Your task: Count the lines in the rows below that contain the word "tree", treating uppercase and lowercase as different, and give only the number.
===
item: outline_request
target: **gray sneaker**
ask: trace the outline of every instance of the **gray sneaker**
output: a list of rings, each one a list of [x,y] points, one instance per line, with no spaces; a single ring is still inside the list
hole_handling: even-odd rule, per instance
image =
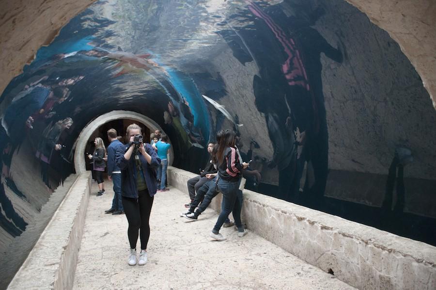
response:
[[[229,223],[224,223],[222,224],[223,227],[229,227],[232,226],[234,226],[234,223],[230,221]]]
[[[186,215],[187,214],[190,214],[190,213],[192,213],[192,212],[191,212],[190,211],[189,211],[189,210],[188,210],[188,211],[187,211],[186,212],[183,212],[183,213],[181,213],[181,214],[180,214],[180,216],[181,216],[181,217],[184,217],[185,215]]]
[[[141,250],[140,254],[140,258],[138,260],[138,264],[140,265],[145,265],[147,263],[147,252],[144,250]]]
[[[243,232],[238,232],[238,237],[242,238],[248,233],[246,229],[244,229]]]
[[[227,239],[219,233],[216,234],[214,233],[214,232],[210,232],[210,234],[209,234],[209,235],[210,236],[211,238],[217,241],[224,241],[224,240],[227,240]]]
[[[130,266],[136,265],[137,258],[136,258],[136,249],[130,249],[130,255],[129,256],[128,262]]]

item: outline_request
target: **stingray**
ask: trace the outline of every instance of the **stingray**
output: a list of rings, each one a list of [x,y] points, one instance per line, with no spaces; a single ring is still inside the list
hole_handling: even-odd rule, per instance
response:
[[[130,72],[139,73],[140,70],[148,71],[152,67],[158,68],[166,74],[164,69],[159,66],[155,62],[149,59],[151,56],[151,54],[150,53],[134,54],[126,52],[119,47],[118,51],[115,52],[109,51],[108,55],[104,57],[119,61],[120,62],[114,67],[119,66],[123,67],[119,72],[112,77],[113,78],[116,78]]]
[[[203,96],[203,97],[207,100],[209,103],[212,104],[212,105],[213,105],[213,106],[215,107],[215,109],[222,113],[223,115],[225,116],[230,121],[230,122],[235,125],[236,127],[240,127],[241,126],[243,125],[243,124],[237,124],[234,120],[234,118],[232,115],[230,114],[230,113],[229,113],[227,111],[227,110],[225,109],[224,106],[223,106],[222,105],[220,105],[208,97],[206,97],[204,95],[202,95],[202,96]]]

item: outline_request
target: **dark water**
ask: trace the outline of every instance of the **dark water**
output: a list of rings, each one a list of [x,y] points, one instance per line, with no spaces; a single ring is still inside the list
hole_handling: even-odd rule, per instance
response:
[[[14,174],[20,147],[51,191],[86,124],[126,110],[159,125],[177,167],[203,167],[207,143],[233,129],[250,189],[436,245],[436,112],[397,44],[340,0],[99,1],[0,102],[12,238],[27,226],[15,208],[41,207]]]

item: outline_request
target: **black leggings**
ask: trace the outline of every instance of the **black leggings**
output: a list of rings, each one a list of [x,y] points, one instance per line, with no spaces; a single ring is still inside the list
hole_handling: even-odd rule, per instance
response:
[[[97,180],[97,183],[99,184],[103,183],[104,181],[103,179],[103,171],[94,170],[94,177],[95,177],[95,180]]]
[[[141,250],[146,250],[150,238],[150,213],[154,198],[150,196],[146,189],[138,192],[138,194],[139,197],[137,200],[123,196],[123,206],[129,223],[127,236],[130,248],[136,248],[139,232]]]

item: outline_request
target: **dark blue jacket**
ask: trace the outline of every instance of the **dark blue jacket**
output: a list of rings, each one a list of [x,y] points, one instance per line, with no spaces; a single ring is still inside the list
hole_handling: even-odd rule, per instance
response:
[[[144,144],[145,151],[151,156],[151,163],[148,164],[145,158],[139,154],[140,160],[142,165],[142,172],[145,178],[145,183],[148,189],[150,196],[156,194],[157,182],[156,180],[156,170],[160,164],[160,159],[157,157],[156,151],[148,143]],[[118,147],[115,155],[117,165],[121,169],[121,195],[126,197],[138,198],[138,190],[136,187],[136,165],[135,156],[132,156],[129,160],[126,160],[124,154],[129,148],[129,145],[124,145]]]
[[[118,139],[110,142],[108,147],[108,175],[109,176],[113,172],[121,170],[115,161],[115,154],[119,147],[121,147],[120,150],[124,149],[124,145]]]

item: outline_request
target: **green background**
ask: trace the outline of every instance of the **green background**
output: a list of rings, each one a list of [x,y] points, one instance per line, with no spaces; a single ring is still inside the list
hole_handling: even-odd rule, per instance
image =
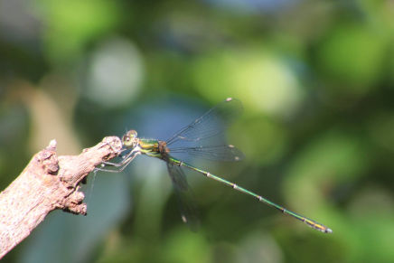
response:
[[[187,173],[192,232],[165,164],[138,157],[4,261],[394,262],[393,35],[389,0],[1,0],[1,189],[52,138],[165,139],[234,97],[245,160],[199,166],[333,230]]]

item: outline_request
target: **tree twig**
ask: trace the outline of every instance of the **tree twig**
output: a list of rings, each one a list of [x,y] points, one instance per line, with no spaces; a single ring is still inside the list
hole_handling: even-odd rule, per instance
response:
[[[36,154],[22,174],[0,193],[0,258],[19,244],[52,211],[86,215],[79,183],[95,166],[119,153],[121,141],[105,137],[80,155],[57,156],[56,141]]]

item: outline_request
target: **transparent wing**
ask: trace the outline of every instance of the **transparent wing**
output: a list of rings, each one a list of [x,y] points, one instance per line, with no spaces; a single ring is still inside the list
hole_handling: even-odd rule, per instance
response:
[[[229,98],[166,140],[167,146],[177,141],[199,142],[220,135],[242,112],[239,100]]]
[[[178,198],[182,220],[192,230],[196,231],[199,229],[200,221],[192,194],[186,181],[186,175],[180,166],[173,163],[167,162],[167,169]]]
[[[245,157],[241,151],[231,145],[217,146],[178,147],[171,148],[170,151],[171,154],[188,154],[193,157],[199,157],[211,161],[238,162]]]

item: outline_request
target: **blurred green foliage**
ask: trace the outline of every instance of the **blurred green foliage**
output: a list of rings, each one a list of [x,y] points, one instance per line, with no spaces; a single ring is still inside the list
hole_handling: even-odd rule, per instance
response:
[[[394,262],[392,1],[0,0],[0,185],[136,128],[165,139],[228,97],[246,159],[202,168],[333,230],[319,233],[188,173],[182,223],[165,165],[85,186],[7,262]],[[94,178],[93,178],[94,177]]]

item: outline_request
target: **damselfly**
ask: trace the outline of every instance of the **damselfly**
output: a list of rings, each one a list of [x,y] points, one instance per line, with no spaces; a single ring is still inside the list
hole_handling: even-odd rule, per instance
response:
[[[256,198],[258,201],[272,206],[285,214],[296,218],[308,226],[324,233],[332,233],[333,230],[324,225],[310,220],[305,216],[289,211],[265,197],[249,191],[234,183],[212,174],[207,171],[199,169],[180,158],[174,157],[174,154],[185,153],[192,156],[199,156],[210,160],[218,161],[239,161],[243,158],[242,153],[232,145],[225,145],[217,136],[224,133],[224,129],[231,120],[241,111],[241,103],[229,98],[216,107],[210,109],[204,115],[194,120],[192,124],[182,128],[171,138],[164,141],[157,139],[145,139],[137,137],[135,130],[129,130],[122,137],[122,143],[127,154],[120,163],[104,162],[104,164],[116,166],[117,170],[98,168],[108,172],[120,172],[127,167],[138,155],[146,155],[164,161],[167,164],[168,173],[175,193],[181,204],[182,219],[184,222],[192,225],[197,221],[194,214],[194,207],[190,202],[190,191],[186,177],[182,170],[183,167],[197,172],[208,178],[226,184],[234,190]],[[206,144],[206,142],[210,144]],[[212,143],[212,141],[214,141]],[[174,146],[177,143],[190,146]],[[205,143],[204,143],[205,142]]]

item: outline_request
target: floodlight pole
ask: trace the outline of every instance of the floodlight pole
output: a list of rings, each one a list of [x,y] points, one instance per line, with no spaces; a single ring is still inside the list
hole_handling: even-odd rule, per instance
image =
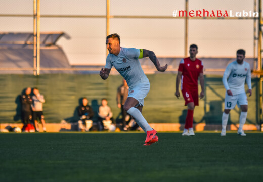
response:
===
Full response: 2